▶ _WRITTEN EXERCISE 1_: According to the scholarship article, what position was Falkenberg recruited to play on the Smith College soccer team?
▶ _WRITTEN EXERCISE 2_: Write the next part of the scholarship article, picking up after its final sentence.

▶ _EXTRACT TO READ_:
-- Start --
Even with his illness, “my father is always pushing through and I think that’s an admirable quality that I’ve taken because in sports I’m not one to back out, even if I’m hurt,” said Falkenberg of Sutton, Mass. “As a kid I was always inspired and impressed by everything he did. I thought he was the coolest man in the world and I still do. He is really a hero for me.”

Falkenberg is finishing her freshman year at Smith College in Northampton, Mass., where she was recruited to play on the soccer team as the starting goal keeper. Her ability to juggle academics of studying to be a doctor and playing soccer with six practices a week has been made easier thanks to The American Legion’s Legacy Scholarship. Falkenberg’s hero, her father, made her eligible for the scholarship.

The Legacy Scholarship is available for children whose parents lost their lives while honorably serving on active duty on or after 9/11, as well as for children of post-9/11 veterans with a combined 50 percent or higher VA disability rating. The renewable scholarship will award up to $20,000 for the expense of graduate or post-graduate tuition, books, room and board, meal plans, transportation and other supplies needed to achieve a higher education.

The 2019 Legacy Scholarship application deadline is April 15. Apply here.
-- End --
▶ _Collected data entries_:
-- Start --
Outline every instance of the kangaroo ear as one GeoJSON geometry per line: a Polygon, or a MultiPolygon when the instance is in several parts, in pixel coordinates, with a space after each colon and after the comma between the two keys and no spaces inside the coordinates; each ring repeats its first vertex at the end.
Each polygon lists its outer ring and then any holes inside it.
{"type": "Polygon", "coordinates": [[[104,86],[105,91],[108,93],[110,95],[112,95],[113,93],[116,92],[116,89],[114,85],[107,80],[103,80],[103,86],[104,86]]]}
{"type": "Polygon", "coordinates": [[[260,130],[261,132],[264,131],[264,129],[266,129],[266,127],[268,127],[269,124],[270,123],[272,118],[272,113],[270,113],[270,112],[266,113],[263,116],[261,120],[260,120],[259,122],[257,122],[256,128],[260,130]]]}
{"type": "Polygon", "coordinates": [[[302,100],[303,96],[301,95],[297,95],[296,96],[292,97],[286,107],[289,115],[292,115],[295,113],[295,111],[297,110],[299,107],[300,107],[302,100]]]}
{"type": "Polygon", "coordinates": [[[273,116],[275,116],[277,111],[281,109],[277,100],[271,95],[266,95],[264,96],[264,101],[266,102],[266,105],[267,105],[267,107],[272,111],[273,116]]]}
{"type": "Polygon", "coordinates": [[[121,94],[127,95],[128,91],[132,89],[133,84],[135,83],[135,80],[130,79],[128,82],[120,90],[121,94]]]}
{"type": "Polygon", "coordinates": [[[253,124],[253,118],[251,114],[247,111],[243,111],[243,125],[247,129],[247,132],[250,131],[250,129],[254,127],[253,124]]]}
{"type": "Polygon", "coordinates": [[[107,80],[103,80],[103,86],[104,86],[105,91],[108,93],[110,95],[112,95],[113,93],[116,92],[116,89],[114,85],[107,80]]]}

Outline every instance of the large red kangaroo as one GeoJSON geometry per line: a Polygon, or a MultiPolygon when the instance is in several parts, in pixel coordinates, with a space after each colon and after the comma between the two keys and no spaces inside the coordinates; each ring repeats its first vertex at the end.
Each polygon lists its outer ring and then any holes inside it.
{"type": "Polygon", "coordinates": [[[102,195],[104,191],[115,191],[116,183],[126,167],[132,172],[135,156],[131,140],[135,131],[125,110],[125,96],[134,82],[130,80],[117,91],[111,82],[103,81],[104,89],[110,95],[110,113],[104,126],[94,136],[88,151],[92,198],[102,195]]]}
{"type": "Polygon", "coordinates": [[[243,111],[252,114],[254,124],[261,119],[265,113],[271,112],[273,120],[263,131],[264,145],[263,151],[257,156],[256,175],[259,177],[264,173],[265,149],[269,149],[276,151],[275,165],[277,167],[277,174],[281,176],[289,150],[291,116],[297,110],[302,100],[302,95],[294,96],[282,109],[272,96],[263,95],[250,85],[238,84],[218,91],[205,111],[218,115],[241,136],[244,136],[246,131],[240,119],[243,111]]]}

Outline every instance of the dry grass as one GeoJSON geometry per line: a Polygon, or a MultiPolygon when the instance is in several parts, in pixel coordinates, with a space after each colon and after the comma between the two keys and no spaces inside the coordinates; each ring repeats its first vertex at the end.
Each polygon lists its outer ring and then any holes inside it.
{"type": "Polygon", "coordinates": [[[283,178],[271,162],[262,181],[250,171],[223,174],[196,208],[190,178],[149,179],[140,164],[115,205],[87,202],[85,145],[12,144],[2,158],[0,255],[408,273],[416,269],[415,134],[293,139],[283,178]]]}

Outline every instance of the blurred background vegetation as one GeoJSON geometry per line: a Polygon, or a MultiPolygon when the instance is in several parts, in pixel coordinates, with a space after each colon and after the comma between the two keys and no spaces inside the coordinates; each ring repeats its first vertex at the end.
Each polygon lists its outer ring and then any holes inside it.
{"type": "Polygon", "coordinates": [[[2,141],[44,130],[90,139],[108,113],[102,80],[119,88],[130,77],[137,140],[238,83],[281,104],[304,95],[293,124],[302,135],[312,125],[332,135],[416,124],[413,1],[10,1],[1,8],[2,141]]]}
-- End --
▶ _REPLY 1_: Starting goalkeeper.

▶ _REPLY 2_:
“When I got (The American Legion Legacy Scholarship) I was just so excited and grateful. The scholarship made it easier to play soccer, and it really allows me to pursue my academics rather than having to think about getting a part-time job,” Falkenberg said. “My father was so happy and relieved because (the Legacy Scholarship) takes financial stress off him. It was just a relief of wanting the best for me. And the fact that he was able to help me in some manner that way, I feel like it filled him with a lot of pride and happiness.”

Through her studies of becoming a doctor, Falkenberg hopes to help others, like The American Legion, the way they have helped her.

“When you have a cause like The American Legion and the (Legacy) scholarship surrounding it, it’s an act of selflessness and generosity that I feel like myself and others are extremely grateful for this opportunity,” Falkenberg said. “Being able to pay back, what comes around goes around, putting a little bit of investment into somebody else to make them grow is just such a big part of helping each other reach our goals and be able to form this community that can help everyone thrive.”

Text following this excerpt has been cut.